Every record should be copied exactly, except that pictures are to be omitted.

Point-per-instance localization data
------------------------------------
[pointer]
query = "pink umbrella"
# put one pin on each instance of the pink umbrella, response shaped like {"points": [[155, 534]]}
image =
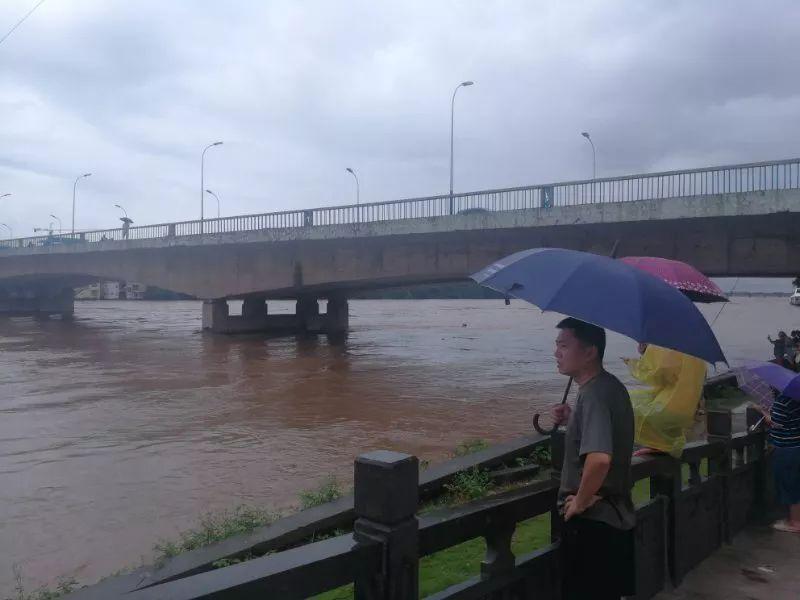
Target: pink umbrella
{"points": [[686, 278]]}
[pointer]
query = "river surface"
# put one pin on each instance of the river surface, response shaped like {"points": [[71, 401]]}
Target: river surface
{"points": [[124, 426]]}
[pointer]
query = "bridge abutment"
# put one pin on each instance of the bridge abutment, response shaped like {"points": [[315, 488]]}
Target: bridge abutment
{"points": [[38, 302], [255, 317]]}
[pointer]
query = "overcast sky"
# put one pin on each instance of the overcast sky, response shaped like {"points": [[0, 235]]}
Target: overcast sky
{"points": [[133, 90]]}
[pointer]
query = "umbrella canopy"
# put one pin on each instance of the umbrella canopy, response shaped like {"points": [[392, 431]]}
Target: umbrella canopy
{"points": [[607, 293], [787, 382], [686, 278]]}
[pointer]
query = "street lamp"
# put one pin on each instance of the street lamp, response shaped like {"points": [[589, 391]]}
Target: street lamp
{"points": [[74, 187], [358, 187], [202, 183], [452, 124], [594, 154], [60, 226], [216, 198]]}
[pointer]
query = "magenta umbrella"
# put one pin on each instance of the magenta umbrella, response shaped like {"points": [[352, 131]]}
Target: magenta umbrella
{"points": [[685, 277]]}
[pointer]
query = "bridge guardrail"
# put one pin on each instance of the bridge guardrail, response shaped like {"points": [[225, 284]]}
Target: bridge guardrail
{"points": [[729, 179], [697, 503]]}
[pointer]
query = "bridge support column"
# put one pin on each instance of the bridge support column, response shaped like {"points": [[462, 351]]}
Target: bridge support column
{"points": [[338, 315], [39, 302], [308, 317], [255, 317], [215, 315]]}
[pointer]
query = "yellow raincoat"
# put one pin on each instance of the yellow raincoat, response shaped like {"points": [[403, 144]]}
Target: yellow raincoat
{"points": [[665, 410]]}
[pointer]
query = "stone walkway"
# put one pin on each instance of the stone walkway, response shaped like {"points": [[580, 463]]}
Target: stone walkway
{"points": [[762, 564]]}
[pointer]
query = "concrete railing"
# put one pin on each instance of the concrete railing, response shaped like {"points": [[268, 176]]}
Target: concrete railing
{"points": [[696, 504], [729, 179]]}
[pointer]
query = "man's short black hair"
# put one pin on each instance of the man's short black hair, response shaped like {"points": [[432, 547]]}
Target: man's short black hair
{"points": [[587, 334]]}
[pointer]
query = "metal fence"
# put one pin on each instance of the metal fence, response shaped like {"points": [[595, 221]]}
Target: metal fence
{"points": [[730, 179]]}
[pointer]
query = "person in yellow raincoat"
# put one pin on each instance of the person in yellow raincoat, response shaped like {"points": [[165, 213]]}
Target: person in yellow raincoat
{"points": [[665, 409]]}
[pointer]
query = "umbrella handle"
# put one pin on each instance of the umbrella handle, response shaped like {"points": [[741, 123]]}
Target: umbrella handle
{"points": [[536, 417], [540, 429]]}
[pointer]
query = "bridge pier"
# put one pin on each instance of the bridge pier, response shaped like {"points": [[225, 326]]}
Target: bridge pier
{"points": [[255, 317], [37, 302]]}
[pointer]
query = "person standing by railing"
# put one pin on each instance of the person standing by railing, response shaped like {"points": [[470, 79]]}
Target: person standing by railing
{"points": [[595, 492], [783, 420]]}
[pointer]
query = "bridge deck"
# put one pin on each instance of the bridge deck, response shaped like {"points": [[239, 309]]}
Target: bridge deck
{"points": [[762, 564]]}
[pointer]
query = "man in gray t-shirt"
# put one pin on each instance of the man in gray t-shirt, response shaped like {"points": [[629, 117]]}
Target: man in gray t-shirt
{"points": [[601, 422], [595, 491]]}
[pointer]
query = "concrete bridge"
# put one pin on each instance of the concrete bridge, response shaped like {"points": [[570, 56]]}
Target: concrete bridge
{"points": [[738, 220]]}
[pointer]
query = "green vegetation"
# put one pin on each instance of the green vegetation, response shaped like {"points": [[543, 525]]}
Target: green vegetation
{"points": [[437, 572], [471, 446], [328, 491], [62, 587], [468, 485], [215, 527]]}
------------------------------------
## [TASK SOLUTION]
[pointer]
query = "pink umbrella"
# put one pin on each instance of the pink umbrella, response shaped like {"points": [[155, 534]]}
image =
Target: pink umbrella
{"points": [[686, 278]]}
[pointer]
query = "river surface"
# put one pin on each instance of the river surface, response shaped like {"points": [[71, 401]]}
Target: river surface
{"points": [[124, 426]]}
[pointer]
query = "bridge abutment"
# put one pin on each instance of the bridge abutment, response shaped like {"points": [[315, 488]]}
Target: bridge abutment
{"points": [[38, 302], [255, 317]]}
[pointer]
query = "overcast sky"
# put one pin on each instance of the overcast sky, response shaped like {"points": [[0, 235]]}
Target: overcast sky
{"points": [[133, 90]]}
[pointer]
query = "umbrella canopy"
# put one pin on each instance of the umbrella canopy, response shaped like {"points": [[392, 431]]}
Target: umbrella canopy
{"points": [[607, 293], [787, 382], [686, 278]]}
[pointer]
query = "street lamp"
# put one pin on each instance of the street lamp, response shaped like {"points": [[589, 391]]}
Target: street lamp
{"points": [[74, 187], [358, 187], [202, 183], [452, 124], [594, 154], [60, 226], [216, 198]]}
[pointer]
query = "magenta umbrella"
# put one pin on each instance of the magenta umbrella, response shaped like {"points": [[352, 131]]}
Target: magenta umbrella
{"points": [[685, 277]]}
[pointer]
query = "bridge guardrail"
# put one pin on each instance of the bridge guardrail, response shaped like {"points": [[225, 284]]}
Target: bridge guardrail
{"points": [[729, 179], [697, 503]]}
[pointer]
query = "bridge support column"
# put one pin on each instance of the bridge support column, response shaped like {"points": [[462, 351]]}
Target: bridge support column
{"points": [[338, 315], [39, 302], [308, 317], [255, 317], [215, 315]]}
[pointer]
query = "yellow raincoat"
# put one pin on each instance of the yellow raincoat, response shaped like {"points": [[403, 144]]}
Target: yellow raincoat
{"points": [[665, 410]]}
[pointer]
query = "stone walkway"
# put one pin on each instance of the stone walkway, response shaped like {"points": [[580, 463]]}
Target: stone walkway
{"points": [[762, 564]]}
[pointer]
query = "concrete railing"
# put one pin on each instance of the concrete railing, response shaped like {"points": [[268, 176]]}
Target: concrete railing
{"points": [[696, 504], [729, 179]]}
[pointer]
query = "man's short black hair"
# put one pin on each instance of the man's short black hair, response shaped like {"points": [[432, 547]]}
Target: man's short black hair
{"points": [[587, 334]]}
[pointer]
query = "metal fence"
# put one pin on each instance of the metal fence, response shaped like {"points": [[595, 221]]}
Target: metal fence
{"points": [[730, 179]]}
[pointer]
query = "person in yellow raincoat"
# put one pin on each instance of the person in yellow raincoat, response shaped like {"points": [[165, 213]]}
Target: person in yellow raincoat
{"points": [[665, 409]]}
[pointer]
query = "umbrella handle"
# put one pin on each instance of the umbrella handle, response shaped like {"points": [[741, 123]]}
Target: umbrella handle
{"points": [[536, 417], [540, 429]]}
[pointer]
query = "bridge pier"
# put one pin on each instance of the bridge pier, response shaped like {"points": [[225, 326]]}
Target: bridge pier
{"points": [[255, 317], [37, 302]]}
[pointer]
query = "person standing by railing"
# put one pin on each instance of the person standing by railing, response shaped like {"points": [[470, 79]]}
Target: person standing by railing
{"points": [[595, 492], [783, 420]]}
[pointer]
query = "bridge deck"
# put one pin on each instance of the bridge deck, response shaped like {"points": [[239, 309]]}
Target: bridge deck
{"points": [[762, 564]]}
[pointer]
query = "man in gray t-shirt"
# put one pin on each instance of the man in gray t-shirt, response shaped like {"points": [[629, 117]]}
Target: man in gray t-shirt
{"points": [[601, 422], [595, 491]]}
[pointer]
query = "concrete bridge"
# put one pin on each instance of the concrete bridge, response shaped like {"points": [[570, 56]]}
Target: concrete bridge
{"points": [[738, 220]]}
[pointer]
query = "green vegetation"
# put one pin on each instance of the green vegetation, response shaped like {"points": [[543, 525]]}
Target: green vegetation
{"points": [[437, 572], [471, 446], [328, 491], [62, 587], [468, 485], [215, 527]]}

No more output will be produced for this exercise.